■ TASK TO COMPLETE ■
Please retype the records below exactly, from the first line down to and including the line with "Where can you see the black football pants?".

□ □ □

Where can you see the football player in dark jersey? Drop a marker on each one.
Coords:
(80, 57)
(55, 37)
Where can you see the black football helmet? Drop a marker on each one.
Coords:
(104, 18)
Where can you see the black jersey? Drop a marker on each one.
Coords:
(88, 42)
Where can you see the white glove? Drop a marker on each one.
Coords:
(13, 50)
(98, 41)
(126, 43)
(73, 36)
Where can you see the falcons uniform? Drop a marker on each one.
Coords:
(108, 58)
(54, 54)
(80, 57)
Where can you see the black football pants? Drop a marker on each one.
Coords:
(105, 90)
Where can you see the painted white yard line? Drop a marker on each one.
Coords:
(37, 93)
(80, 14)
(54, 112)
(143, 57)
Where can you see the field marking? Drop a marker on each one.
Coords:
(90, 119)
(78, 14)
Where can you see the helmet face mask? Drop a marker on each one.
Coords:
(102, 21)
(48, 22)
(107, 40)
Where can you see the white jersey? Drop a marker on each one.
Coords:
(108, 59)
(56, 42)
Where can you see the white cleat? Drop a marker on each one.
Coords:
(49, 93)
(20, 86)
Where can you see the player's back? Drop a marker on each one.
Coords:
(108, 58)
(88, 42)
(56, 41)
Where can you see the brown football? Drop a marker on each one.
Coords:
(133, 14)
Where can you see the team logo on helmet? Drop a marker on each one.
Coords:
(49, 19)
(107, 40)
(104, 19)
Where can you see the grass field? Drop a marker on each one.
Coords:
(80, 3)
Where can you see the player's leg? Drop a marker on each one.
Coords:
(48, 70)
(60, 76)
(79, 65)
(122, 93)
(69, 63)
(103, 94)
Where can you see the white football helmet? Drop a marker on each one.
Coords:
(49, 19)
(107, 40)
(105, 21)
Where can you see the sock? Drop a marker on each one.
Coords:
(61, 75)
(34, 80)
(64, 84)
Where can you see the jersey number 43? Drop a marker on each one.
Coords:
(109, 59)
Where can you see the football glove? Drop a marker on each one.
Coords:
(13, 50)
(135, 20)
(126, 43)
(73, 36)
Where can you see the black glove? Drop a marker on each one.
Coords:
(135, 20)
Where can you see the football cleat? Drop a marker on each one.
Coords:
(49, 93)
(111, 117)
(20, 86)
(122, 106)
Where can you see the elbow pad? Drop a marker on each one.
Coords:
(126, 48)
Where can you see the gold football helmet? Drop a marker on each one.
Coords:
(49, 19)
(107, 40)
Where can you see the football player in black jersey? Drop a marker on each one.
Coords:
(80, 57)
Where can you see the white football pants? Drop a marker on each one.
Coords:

□ □ □

■ RESPONSE TO THIS TASK ■
Where can you see the football player in dark jersey? Drop a marker on each one.
Coords:
(80, 57)
(55, 37)
Where can you see the black football helmet? Drop a marker on each one.
Coords:
(104, 18)
Where can you see the black jersey? Drop a marker on each one.
Coords:
(88, 42)
Where can you see the white glove? Drop a marker on each one.
Coords:
(13, 50)
(98, 41)
(126, 43)
(73, 36)
Where can you see the falcons uniform? Drop a marker on each one.
Coords:
(108, 58)
(54, 54)
(80, 57)
Where can you see the black football pants? Drop a marker on each one.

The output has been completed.